Task directions:
Can you return the blog post about not blogging during pregnancy, word for word and in full?

Extracted text:
↓

I always, always intended to blog as soon as my son was safely born. It's just taken me a lot longer than I anticipated to be physically up to it. My reasons for not blogging more during the pregnancy are more complex. I'll do my best to explain...

I'd heard it said before I was pregnant that the first twelve weeks are the worst; that this is the time of fear and uncertainty about whether things will proceed as planned. Not so for me. I developed a wrenching dread of miscarriage and all complications of pregnancy after the first trimester, to the point where at the slightest twinge I was misguidedly consulting Dr Google and self-diagnosing with the worst case scenario every time. I did have quite a few complications as things turned out; nothing life-threatening for either my son or me, but enough to render me a nervous wreck and a frequent flyer at the local maternity assessment unit. The staff there were, for the most part, understanding and sympathetic; many times I was told that such levels of anxiety are common in IVF pregnancies because every step of the way you doubt both that this miracle is actually finally happening, and that your body, for so long your enemy, has the ability to do it.

I also became incredibly superstitious. I'm talking to the point of OCD. I wouldn't have the pram in the house till we were both safely home from hospital. And I developed a totally irrational superstition about my blog. Don't ask me why or how the idea came into my head, but I became fixated that if I continued blogging - and particularly, if I continued in my usual style, with comic griping about the trials and tribulations of stretch marks, having your cervix headbutted, and lakes of curious-looking discharge - that something bad would happen.

I know that's not really an adequate explanation for a nine-month absence, and worst of all for leaving regulars hanging as to my health and that of my baby. I only hope that it explains my action, or lack thereof, at least in part. I never, ever intended to upset or let anyone down.

↑

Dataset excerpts
↓

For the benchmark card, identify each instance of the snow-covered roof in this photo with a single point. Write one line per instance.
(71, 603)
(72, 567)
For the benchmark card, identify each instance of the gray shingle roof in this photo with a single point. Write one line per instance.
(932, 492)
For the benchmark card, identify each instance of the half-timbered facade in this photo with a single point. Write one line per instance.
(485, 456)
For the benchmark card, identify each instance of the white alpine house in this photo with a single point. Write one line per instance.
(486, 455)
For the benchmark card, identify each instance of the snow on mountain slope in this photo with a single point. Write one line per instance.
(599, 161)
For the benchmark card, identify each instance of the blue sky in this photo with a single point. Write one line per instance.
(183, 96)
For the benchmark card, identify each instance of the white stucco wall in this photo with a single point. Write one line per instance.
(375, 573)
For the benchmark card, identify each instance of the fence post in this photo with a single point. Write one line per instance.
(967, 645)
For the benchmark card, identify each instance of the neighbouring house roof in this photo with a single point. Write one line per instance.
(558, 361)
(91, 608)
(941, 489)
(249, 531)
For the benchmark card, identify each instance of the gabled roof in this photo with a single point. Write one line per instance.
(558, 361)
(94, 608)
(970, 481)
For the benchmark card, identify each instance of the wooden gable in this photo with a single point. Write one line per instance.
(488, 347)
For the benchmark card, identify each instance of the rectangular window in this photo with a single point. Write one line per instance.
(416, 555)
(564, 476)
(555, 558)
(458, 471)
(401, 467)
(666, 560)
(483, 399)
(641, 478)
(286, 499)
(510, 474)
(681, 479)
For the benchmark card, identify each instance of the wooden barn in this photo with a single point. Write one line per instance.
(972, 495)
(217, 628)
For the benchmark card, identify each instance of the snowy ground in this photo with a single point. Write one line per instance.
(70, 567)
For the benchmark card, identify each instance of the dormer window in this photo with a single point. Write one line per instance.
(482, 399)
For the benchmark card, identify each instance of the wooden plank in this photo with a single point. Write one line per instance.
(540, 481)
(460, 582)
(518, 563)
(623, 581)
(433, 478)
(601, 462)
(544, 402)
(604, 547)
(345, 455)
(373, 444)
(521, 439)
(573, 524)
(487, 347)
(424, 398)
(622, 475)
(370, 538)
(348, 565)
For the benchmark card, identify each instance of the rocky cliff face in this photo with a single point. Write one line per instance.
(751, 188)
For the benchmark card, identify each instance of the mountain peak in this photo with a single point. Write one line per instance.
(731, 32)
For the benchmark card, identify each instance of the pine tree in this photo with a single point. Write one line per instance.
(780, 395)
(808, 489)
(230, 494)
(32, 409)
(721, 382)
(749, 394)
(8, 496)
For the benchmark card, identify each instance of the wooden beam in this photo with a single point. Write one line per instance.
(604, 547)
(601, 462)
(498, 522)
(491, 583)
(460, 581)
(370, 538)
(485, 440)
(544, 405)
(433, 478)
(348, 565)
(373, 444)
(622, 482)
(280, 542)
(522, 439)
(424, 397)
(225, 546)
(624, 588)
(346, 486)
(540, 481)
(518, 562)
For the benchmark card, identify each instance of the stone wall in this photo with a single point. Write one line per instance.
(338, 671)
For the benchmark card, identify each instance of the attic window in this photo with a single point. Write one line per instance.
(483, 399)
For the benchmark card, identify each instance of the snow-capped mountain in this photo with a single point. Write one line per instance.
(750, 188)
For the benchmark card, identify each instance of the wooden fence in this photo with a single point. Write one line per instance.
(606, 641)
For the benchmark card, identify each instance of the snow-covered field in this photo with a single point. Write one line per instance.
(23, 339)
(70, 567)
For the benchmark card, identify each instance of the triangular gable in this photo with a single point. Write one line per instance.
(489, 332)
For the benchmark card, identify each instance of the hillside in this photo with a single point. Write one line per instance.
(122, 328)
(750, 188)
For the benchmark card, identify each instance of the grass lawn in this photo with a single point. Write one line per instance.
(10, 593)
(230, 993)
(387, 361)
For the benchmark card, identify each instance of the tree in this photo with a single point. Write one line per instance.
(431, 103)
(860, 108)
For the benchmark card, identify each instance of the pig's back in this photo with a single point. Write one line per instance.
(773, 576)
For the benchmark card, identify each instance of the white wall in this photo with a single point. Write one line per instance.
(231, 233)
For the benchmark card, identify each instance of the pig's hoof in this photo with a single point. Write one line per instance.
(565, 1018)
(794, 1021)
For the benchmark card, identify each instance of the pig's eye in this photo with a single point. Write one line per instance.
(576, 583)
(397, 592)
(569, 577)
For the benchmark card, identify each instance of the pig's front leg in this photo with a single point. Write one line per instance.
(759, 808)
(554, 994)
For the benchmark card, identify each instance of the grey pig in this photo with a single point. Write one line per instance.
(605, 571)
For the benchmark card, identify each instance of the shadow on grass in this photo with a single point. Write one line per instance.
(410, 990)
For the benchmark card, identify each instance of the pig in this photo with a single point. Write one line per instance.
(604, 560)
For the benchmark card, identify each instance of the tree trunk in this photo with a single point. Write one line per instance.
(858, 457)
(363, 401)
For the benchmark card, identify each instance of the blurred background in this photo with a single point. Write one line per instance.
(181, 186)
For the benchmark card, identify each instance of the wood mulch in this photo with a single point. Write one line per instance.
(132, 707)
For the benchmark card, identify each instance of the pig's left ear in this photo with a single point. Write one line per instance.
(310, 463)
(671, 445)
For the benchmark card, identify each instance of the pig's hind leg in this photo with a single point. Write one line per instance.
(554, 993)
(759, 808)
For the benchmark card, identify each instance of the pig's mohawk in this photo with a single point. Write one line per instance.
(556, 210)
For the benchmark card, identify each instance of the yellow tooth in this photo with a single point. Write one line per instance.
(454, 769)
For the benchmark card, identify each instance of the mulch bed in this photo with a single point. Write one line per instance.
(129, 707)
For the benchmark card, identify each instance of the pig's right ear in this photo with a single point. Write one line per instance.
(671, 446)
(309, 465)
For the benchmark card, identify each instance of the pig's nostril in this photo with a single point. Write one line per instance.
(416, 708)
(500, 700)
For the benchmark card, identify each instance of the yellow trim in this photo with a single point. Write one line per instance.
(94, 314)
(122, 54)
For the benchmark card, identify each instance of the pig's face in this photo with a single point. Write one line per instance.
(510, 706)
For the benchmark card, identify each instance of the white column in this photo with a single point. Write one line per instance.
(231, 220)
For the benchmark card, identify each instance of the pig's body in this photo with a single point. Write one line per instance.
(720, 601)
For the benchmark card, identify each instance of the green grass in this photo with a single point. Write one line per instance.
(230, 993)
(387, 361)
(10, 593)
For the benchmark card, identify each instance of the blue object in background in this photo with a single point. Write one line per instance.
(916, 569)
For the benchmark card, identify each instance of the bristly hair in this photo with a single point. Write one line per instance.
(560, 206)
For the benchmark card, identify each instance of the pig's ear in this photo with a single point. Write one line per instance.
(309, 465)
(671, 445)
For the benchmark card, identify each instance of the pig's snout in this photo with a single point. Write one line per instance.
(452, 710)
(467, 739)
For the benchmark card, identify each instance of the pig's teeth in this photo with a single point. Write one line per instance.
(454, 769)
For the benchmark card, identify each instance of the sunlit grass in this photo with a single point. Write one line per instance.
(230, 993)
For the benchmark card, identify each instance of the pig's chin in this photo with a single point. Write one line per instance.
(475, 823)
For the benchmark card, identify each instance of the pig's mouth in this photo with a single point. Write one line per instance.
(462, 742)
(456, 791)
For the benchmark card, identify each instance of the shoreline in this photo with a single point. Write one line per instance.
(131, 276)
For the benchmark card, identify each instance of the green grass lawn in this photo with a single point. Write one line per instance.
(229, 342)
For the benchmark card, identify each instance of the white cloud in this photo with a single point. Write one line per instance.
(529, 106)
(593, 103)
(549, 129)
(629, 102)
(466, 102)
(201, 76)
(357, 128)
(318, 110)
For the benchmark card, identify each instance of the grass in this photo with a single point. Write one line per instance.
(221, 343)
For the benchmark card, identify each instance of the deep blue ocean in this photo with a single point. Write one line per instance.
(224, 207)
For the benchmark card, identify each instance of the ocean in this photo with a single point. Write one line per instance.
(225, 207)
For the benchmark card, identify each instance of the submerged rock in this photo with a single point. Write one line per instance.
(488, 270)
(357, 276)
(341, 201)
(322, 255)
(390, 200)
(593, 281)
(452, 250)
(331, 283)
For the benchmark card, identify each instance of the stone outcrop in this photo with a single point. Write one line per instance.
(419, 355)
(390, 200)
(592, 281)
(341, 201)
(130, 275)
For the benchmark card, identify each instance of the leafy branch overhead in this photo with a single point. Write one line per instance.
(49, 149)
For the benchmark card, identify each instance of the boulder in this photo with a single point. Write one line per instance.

↑

Result of the task:
I always, always intended to blog as soon as my son was safely born. It's just taken me a lot longer than I anticipated to be physically up to it. My reasons for not blogging more during the pregnancy are more complex. I'll do my best to explain...

I'd heard it said before I was pregnant that the first twelve weeks are the worst; that this is the time of fear and uncertainty about whether things will proceed as planned. Not so for me. I developed a wrenching dread of miscarriage and all complications of pregnancy after the first trimester, to the point where at the slightest twinge I was misguidedly consulting Dr Google and self-diagnosing with the worst case scenario every time. I did have quite a few complications as things turned out; nothing life-threatening for either my son or me, but enough to render me a nervous wreck and a frequent flyer at the local maternity assessment unit. The staff there were, for the most part, understanding and sympathetic; many times I was told that such levels of anxiety are common in IVF pregnancies because every step of the way you doubt both that this miracle is actually finally happening, and that your body, for so long your enemy, has the ability to do it.

I also became incredibly superstitious. I'm talking to the point of OCD. I wouldn't have the pram in the house till we were both safely home from hospital. And I developed a totally irrational superstition about my blog. Don't ask me why or how the idea came into my head, but I became fixated that if I continued blogging - and particularly, if I continued in my usual style, with comic griping about the trials and tribulations of stretch marks, having your cervix headbutted, and lakes of curious-looking discharge - that something bad would happen.

I know that's not really an adequate explanation for a nine-month absence, and worst of all for leaving regulars hanging as to my health and that of my baby. I only hope that it explains my action, or lack thereof, at least in part. I never, ever intended to upset or let anyone down.